### [Exercise prompt]
Restate the data word for word and leave the images out.

▬▬▬

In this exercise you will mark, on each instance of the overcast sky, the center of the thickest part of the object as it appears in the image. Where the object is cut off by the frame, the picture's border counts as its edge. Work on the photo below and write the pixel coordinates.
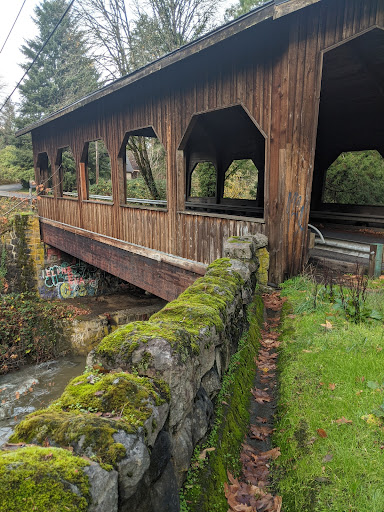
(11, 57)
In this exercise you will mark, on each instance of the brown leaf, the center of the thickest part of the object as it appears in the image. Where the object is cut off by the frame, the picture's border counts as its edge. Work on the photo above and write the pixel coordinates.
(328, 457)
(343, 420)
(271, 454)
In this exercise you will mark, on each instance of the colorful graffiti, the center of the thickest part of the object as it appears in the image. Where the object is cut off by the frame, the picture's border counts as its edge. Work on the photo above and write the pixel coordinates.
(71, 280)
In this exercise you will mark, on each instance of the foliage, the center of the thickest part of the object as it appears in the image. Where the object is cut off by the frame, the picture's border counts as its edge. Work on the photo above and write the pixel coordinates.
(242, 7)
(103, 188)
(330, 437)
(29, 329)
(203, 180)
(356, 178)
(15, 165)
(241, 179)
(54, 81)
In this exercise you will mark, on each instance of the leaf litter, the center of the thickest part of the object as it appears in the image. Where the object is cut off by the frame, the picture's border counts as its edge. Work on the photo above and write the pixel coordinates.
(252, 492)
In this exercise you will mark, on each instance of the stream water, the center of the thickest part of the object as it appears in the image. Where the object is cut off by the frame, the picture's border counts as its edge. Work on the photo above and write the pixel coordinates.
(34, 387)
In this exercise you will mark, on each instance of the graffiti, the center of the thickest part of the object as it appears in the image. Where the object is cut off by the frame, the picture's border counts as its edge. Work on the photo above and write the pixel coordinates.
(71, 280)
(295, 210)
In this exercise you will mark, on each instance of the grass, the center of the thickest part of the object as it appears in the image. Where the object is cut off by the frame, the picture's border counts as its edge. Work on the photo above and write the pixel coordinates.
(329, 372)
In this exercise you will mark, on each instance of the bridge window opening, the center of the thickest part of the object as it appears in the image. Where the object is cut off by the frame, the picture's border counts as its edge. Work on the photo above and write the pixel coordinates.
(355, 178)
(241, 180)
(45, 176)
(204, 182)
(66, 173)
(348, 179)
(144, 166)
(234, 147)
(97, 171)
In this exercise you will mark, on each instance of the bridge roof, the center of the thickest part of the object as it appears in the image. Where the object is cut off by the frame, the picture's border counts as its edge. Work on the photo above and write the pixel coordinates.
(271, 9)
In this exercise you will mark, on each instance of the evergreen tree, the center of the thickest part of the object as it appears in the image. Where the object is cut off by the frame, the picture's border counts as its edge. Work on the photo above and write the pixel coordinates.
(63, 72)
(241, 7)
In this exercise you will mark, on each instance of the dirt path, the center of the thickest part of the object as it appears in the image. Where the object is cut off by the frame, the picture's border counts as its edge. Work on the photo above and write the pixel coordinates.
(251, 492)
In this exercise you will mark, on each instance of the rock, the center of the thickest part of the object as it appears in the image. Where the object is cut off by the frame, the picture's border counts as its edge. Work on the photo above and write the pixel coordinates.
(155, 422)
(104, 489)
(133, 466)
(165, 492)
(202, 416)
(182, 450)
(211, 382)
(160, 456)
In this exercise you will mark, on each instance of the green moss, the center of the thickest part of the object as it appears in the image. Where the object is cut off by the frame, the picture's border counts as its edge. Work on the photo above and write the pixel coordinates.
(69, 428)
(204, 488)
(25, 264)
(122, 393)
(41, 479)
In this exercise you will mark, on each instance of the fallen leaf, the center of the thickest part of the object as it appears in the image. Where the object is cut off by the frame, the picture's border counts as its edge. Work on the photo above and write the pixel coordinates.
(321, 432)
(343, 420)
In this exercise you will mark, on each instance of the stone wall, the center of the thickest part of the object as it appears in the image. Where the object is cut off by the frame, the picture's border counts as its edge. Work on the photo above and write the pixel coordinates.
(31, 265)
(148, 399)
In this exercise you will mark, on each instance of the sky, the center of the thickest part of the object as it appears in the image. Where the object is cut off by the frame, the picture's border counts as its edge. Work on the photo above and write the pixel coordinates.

▬▬▬

### [In response]
In this exercise you will mark, on each instance of the overcast sky, the center of the thickest part of the object as it appears in the image. Where the object is cut off by the frame, the picture's border counts as its edge. Work on the photo below and write the pixel coordinates.
(11, 57)
In this exercise you will mark, on each instance of the brown leaf, the center of the thickest part of the object as it appears in the image. Where the object is cut off by the frame, the picture's border counts as its edge. Work on the photo above and write the pixel coordinates.
(328, 457)
(343, 420)
(271, 454)
In this exercise you will mark, on each instance of the colorful graffiti, the center of the thickest part of the object as it appears in the image. Where the object is cut off by the frame, the picture's border counts as its edge. Work on the photo above and write the pixel coordinates.
(71, 280)
In this exercise you will mark, on each instance of the foliage, the center of the thickest part of the object as it appears in the image. Where the object is cut off by the frame, the picture's border counts as its edge. Work on the photo above and write the pixel coordinates.
(242, 7)
(103, 188)
(330, 437)
(29, 329)
(203, 180)
(356, 178)
(15, 165)
(241, 179)
(54, 81)
In this exercise you will mark, on each instance of the leaf litter, the center of the thickest part of the object as it appears in the image. Where the object is cut off by the frame, the picture's border counts as its edge. Work on the photo above and write the pixel coordinates.
(252, 492)
In this exercise you will mark, on each instance of the stream water, the center of the thickest part of the object as it appears in the image. Where the object is cut off by the frame, the picture's border counts as its edge. Work on the photo above and write the pixel coordinates.
(34, 387)
In this exercise you will mark, on each instance of the graffiti, the center of the thickest part of the object as it appears in the image. Where the object is cut off by the frame, the picture's border counts as its edge. Work on the photo above and write the pixel coordinates.
(71, 280)
(295, 210)
In this exercise you will mark, on each instance of the grass, the center of the thickest part of the object as it appears in the image. Where the object is cut off by the frame, the picture's border counts as its edge. Work on the photo above and write the pixel coordinates.
(329, 372)
In this exercise you will mark, on each instance of the bridge window opening, the center of the thickest part of the object as it appears in the image. Where the object is cut off by the frame, the picture's border counts as its edge. Work on the photo above and write the pixel coordinates.
(355, 178)
(241, 180)
(45, 176)
(204, 182)
(66, 173)
(348, 179)
(144, 166)
(234, 147)
(97, 171)
In this exercise you will mark, on each instance of the bridge roof, the center of the thickest part of the object as it appears in the image. Where the object is cut off by the frame, the picture's border counts as its edge. Work on the photo above and write the pixel coordinates.
(271, 9)
In this exercise you will mark, on each instance of the evergreen tree, the center of the thickest part of the object as it appears in the image. Where the object is cut off by the frame, the picture's border counts as its edge. Work on the photo above and write the pixel coordinates.
(63, 72)
(241, 7)
In this exercise you will mark, on each instance of the dirt path, the center of the thickest part of the object as it appears in the image. Where the object is cut off by the frame, the picture's border counts as its edge. Work on the photo above and write the pixel coordinates.
(251, 492)
In this exercise you will mark, on each instance of the rock, the center of the thickest part of the object as it appears in the image. Where the object is cut off by the frame, the picture's border counts as its edge. Work on the photo above and write the pixel coordinates.
(155, 422)
(104, 489)
(133, 466)
(165, 492)
(202, 416)
(182, 450)
(211, 382)
(160, 456)
In this exercise you will mark, on each instance of the green moss, the center of the thickest part of the object as it appears in the image. Where the object is cut off by the frame, the picture's border counts as its edge. Work on the photo above and write the pixel coordinates.
(69, 428)
(204, 488)
(25, 264)
(122, 393)
(41, 479)
In this exercise you will mark, on each instance of the fallen leaf, the center of the thickest part of the object as it appears in the image. Where the object is cut off by the frame, the picture's border counts as its edge. Work on the photo above and write the pixel coordinates.
(321, 432)
(343, 420)
In this exercise you will mark, on each instance of the stone wall, the center of the thickest part of the object as it appears in the image. Where the object is cut off by the frame, the picture's border counts as its edge. Work on the photo above and write the pixel coordinates.
(31, 265)
(148, 399)
In this exercise you will mark, on each instance of the sky, the center of the thickest part of the object as it appears in the image. Where the object is cut off by the frame, the picture's border counts as its edge. Work on the photo above and write the pixel coordinates.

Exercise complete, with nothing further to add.